▸ **GIVEN ENTRIES**
>> start
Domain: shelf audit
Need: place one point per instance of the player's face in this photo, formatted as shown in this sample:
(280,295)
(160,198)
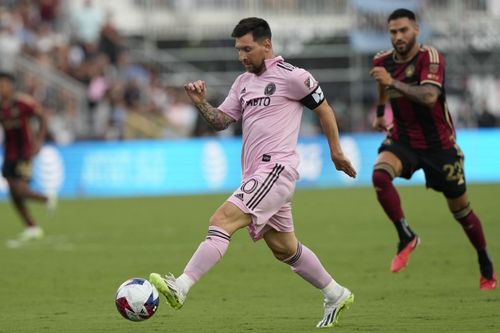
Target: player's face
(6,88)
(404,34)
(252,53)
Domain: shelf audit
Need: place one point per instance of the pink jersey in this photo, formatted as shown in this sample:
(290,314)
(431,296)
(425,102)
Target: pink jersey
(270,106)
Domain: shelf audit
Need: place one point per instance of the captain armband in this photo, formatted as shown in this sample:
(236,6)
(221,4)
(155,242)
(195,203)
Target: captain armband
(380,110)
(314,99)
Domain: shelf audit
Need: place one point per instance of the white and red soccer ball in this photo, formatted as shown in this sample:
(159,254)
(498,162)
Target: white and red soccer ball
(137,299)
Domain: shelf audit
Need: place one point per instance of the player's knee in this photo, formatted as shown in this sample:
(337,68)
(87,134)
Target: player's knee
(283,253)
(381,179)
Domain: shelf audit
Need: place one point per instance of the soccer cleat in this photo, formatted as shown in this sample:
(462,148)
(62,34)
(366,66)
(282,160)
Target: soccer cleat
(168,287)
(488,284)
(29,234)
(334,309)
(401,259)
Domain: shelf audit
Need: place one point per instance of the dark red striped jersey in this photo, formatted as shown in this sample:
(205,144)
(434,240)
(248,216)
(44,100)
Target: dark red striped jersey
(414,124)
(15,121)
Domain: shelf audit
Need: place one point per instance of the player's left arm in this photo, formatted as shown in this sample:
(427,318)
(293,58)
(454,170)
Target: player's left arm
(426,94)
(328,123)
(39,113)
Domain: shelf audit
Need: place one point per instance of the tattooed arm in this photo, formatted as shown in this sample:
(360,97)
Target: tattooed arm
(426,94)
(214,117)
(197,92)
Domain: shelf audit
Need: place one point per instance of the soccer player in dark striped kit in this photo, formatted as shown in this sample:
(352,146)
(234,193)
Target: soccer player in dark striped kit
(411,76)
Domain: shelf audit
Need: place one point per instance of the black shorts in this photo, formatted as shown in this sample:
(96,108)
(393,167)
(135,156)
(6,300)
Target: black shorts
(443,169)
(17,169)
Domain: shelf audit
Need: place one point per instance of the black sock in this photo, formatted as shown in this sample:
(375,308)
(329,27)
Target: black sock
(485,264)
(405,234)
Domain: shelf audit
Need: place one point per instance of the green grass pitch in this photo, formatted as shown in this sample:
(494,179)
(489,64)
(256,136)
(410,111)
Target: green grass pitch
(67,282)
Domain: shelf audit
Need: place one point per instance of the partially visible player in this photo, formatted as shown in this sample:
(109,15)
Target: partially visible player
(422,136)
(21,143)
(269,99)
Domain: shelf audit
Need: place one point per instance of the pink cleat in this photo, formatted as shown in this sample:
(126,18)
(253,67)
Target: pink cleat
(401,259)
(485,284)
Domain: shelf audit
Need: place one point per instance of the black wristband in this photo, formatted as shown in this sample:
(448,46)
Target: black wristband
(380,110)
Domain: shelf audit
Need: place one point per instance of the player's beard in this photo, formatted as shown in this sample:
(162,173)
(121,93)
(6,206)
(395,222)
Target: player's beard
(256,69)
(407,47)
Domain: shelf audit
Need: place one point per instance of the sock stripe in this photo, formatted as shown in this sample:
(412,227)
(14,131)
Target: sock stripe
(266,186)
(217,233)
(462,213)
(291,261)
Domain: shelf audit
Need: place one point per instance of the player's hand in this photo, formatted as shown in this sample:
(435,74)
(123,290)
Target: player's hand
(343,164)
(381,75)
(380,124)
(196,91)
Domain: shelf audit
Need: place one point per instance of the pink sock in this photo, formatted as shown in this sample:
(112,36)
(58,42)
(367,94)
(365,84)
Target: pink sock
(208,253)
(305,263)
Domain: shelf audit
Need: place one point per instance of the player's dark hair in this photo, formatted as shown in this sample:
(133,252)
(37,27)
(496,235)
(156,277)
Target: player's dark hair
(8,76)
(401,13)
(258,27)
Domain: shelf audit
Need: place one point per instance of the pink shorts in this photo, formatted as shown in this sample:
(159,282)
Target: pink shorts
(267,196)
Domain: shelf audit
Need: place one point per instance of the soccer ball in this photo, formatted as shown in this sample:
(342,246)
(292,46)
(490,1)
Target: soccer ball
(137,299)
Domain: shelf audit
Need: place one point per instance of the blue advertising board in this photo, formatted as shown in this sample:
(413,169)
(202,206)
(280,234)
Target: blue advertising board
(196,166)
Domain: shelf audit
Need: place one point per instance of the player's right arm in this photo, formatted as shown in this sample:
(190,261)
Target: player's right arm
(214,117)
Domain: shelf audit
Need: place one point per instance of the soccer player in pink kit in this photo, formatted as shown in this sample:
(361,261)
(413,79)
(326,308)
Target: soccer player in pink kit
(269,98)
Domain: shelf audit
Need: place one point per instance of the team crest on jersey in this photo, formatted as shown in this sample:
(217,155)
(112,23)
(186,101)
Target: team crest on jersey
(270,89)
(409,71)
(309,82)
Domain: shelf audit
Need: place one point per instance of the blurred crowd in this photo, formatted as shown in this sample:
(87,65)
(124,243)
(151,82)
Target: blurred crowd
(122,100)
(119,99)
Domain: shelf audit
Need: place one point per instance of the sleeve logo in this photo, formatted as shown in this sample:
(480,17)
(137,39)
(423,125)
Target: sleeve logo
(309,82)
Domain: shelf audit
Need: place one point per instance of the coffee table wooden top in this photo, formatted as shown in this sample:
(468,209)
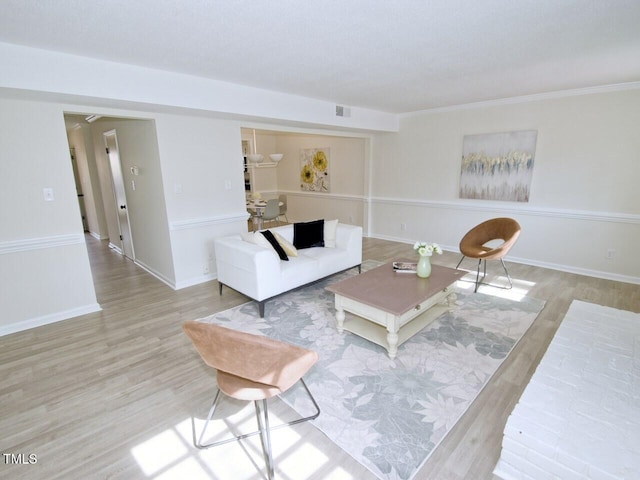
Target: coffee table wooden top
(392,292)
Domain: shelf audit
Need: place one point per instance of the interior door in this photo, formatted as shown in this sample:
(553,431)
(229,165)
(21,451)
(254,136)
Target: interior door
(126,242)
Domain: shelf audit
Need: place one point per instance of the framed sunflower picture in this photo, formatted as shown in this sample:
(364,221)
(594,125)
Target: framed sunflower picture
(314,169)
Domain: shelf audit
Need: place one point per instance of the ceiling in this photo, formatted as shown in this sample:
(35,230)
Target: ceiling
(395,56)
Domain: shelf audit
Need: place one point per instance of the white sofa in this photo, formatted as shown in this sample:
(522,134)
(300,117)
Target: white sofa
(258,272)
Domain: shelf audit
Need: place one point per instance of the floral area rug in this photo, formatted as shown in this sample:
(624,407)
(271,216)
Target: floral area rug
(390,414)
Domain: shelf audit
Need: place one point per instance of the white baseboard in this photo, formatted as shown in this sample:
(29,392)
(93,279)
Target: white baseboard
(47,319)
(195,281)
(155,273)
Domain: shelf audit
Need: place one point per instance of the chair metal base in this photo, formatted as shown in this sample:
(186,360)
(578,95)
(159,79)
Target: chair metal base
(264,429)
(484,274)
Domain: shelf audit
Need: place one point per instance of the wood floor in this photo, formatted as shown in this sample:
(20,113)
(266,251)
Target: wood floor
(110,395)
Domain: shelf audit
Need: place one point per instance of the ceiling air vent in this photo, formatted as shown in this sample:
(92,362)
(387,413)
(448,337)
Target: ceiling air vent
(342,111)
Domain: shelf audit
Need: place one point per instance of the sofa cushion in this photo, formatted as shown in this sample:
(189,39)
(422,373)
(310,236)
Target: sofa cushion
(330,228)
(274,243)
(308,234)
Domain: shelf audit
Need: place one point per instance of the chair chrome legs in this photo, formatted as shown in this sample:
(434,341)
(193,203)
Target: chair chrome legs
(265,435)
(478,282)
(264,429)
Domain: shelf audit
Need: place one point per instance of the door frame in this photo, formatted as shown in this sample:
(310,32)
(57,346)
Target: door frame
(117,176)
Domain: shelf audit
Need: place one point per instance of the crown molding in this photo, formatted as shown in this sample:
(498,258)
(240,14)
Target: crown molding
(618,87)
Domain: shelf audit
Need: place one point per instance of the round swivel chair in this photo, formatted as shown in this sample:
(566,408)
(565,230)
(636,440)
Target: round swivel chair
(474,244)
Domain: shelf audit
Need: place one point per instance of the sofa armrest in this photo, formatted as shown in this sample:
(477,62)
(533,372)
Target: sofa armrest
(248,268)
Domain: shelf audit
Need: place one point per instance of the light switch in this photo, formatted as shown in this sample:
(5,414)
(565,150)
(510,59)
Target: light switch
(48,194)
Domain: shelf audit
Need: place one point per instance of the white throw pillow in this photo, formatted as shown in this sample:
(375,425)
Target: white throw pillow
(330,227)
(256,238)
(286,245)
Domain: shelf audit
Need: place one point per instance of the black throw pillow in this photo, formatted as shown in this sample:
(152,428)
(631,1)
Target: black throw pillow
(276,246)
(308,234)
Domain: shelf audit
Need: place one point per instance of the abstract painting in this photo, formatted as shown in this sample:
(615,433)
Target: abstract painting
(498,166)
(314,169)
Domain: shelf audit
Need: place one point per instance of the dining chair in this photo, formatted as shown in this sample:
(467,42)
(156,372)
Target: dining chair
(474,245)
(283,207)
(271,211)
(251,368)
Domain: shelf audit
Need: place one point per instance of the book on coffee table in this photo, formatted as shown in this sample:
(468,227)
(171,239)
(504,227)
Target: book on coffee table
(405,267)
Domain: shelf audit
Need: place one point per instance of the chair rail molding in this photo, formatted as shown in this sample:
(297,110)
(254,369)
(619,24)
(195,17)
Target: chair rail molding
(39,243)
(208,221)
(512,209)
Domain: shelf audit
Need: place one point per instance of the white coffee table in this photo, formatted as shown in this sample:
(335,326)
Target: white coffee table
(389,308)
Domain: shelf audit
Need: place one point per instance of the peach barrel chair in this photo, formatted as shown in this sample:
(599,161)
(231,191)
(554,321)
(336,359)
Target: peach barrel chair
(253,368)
>> end
>> start
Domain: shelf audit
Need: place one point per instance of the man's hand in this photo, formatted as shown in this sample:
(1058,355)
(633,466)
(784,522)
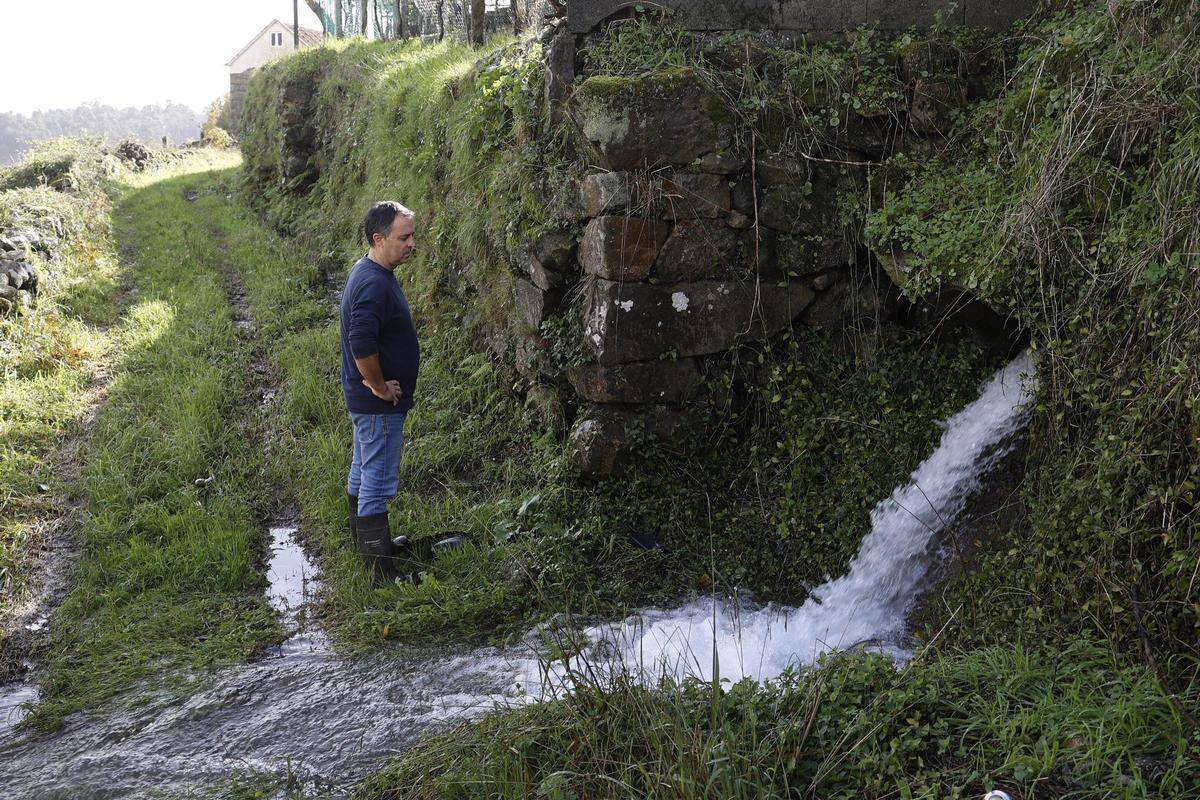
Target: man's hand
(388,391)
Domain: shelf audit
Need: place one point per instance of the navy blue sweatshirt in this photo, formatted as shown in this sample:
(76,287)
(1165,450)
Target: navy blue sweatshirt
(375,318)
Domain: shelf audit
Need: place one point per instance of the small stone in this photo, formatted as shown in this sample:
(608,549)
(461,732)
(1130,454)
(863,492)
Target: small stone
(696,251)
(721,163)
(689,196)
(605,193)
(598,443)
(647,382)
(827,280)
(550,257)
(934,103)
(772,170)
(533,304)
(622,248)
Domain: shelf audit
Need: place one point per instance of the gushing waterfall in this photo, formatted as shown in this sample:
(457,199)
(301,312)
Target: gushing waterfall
>> end
>> start
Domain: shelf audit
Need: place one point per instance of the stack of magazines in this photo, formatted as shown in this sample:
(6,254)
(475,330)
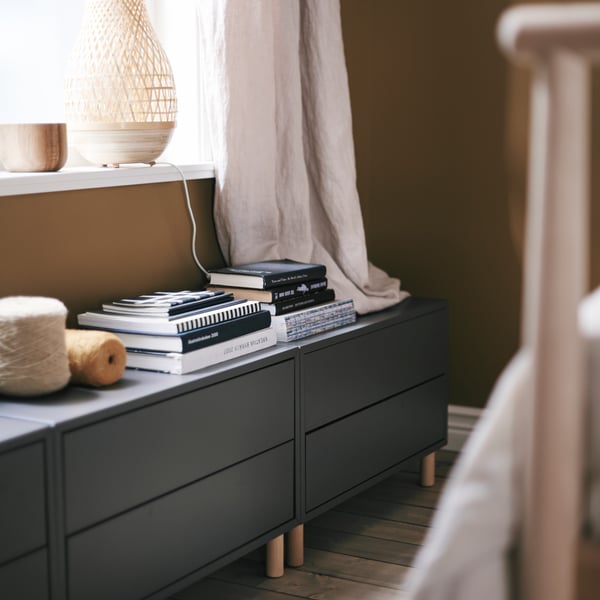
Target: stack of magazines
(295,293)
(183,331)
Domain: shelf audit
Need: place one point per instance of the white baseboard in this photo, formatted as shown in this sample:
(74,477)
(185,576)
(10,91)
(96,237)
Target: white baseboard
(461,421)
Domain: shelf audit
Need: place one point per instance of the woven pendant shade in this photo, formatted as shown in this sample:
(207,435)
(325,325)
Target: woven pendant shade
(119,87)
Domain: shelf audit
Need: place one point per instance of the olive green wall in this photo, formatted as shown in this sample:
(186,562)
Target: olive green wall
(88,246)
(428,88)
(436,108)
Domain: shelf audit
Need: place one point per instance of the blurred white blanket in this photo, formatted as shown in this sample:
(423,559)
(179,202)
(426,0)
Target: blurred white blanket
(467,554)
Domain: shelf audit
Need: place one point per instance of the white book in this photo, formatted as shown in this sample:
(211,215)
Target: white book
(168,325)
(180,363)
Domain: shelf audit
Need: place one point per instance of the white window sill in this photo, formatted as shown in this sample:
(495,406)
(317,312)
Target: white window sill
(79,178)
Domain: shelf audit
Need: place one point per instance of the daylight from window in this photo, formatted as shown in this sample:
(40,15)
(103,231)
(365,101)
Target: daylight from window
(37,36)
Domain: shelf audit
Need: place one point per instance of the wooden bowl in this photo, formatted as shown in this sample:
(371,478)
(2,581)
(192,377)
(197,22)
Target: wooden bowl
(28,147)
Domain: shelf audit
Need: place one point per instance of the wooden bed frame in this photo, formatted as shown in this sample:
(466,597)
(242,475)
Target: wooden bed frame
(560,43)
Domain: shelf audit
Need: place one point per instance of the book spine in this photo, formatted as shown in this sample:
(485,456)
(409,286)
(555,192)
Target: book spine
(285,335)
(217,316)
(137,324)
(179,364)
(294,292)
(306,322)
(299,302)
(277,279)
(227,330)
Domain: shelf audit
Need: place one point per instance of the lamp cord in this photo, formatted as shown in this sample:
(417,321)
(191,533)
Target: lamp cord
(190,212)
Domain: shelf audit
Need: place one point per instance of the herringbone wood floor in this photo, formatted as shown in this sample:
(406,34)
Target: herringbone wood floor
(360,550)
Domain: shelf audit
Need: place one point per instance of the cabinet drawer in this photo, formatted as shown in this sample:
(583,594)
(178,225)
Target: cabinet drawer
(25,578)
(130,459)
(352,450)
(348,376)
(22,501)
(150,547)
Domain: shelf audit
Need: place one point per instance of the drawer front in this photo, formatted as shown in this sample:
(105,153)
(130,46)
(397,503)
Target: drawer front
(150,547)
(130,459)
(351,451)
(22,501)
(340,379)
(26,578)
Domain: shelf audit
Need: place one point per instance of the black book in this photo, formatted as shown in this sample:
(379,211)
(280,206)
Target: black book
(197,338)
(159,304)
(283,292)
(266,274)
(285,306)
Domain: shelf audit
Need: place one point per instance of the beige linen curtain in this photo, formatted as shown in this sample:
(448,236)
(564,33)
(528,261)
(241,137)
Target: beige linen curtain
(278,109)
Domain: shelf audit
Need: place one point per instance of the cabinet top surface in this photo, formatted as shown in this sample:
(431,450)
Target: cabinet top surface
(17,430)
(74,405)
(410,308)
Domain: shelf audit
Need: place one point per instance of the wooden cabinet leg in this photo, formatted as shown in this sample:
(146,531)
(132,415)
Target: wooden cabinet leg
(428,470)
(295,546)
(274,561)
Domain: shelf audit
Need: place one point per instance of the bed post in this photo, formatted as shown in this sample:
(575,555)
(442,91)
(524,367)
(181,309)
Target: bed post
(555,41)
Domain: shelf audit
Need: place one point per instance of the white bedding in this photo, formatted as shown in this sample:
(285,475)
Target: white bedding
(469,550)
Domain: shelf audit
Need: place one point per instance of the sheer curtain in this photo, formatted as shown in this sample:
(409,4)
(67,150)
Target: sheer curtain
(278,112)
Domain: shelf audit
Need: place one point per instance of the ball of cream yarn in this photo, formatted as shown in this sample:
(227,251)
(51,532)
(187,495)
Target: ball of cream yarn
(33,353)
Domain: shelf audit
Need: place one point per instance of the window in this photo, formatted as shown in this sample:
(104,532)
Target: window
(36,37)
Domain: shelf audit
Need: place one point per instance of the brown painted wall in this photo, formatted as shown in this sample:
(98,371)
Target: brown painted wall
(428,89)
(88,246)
>> end
▸ **JOB**
Count the lines in the data above that contain the string "wristband", with uppercase and lowercase letters treated as different. Reply with the number alone.

▸ **FULL OUTPUT**
2